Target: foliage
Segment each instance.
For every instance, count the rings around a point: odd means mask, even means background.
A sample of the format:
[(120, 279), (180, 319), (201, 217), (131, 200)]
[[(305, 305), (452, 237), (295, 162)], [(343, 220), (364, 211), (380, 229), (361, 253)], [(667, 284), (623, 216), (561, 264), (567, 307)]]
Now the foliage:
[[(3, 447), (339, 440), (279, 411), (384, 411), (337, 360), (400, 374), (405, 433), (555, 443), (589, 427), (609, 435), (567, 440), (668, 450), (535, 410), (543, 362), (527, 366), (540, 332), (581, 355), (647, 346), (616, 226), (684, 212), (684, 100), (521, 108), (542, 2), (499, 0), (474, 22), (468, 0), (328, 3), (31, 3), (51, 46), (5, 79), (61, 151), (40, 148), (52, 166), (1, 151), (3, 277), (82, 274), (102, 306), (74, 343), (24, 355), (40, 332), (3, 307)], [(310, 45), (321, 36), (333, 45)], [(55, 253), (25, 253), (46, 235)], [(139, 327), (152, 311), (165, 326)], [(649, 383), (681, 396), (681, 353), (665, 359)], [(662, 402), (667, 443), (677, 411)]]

** Written request **
Convert the lines above into a JSON list of strings, with one string per line and any blank lines left out.

** Output for this task **
[
  "Target: foliage",
  "Segment each instance.",
  "For every instance, count the rings around a point: odd means mask, even means background.",
  "A sample of the format:",
  "[(120, 279), (180, 319), (201, 217), (131, 200)]",
  "[[(305, 305), (452, 237), (295, 162)], [(343, 220), (364, 211), (380, 229), (361, 253)], [(667, 284), (623, 216), (561, 264), (567, 307)]]",
  "Now the foliage:",
  "[[(3, 447), (339, 440), (279, 411), (384, 411), (337, 360), (400, 374), (405, 433), (555, 443), (589, 427), (609, 435), (567, 440), (668, 450), (535, 410), (543, 362), (527, 366), (540, 332), (581, 355), (647, 346), (616, 226), (684, 212), (684, 100), (521, 108), (542, 2), (499, 0), (474, 22), (468, 0), (328, 3), (31, 3), (51, 46), (5, 79), (61, 151), (40, 148), (52, 166), (1, 151), (3, 277), (82, 274), (102, 306), (74, 343), (24, 355), (40, 332), (3, 307)], [(310, 45), (321, 36), (333, 45)], [(55, 253), (25, 253), (46, 235)], [(139, 327), (152, 311), (165, 326)], [(649, 383), (681, 396), (681, 353), (665, 359)], [(662, 402), (667, 443), (677, 411)]]"
]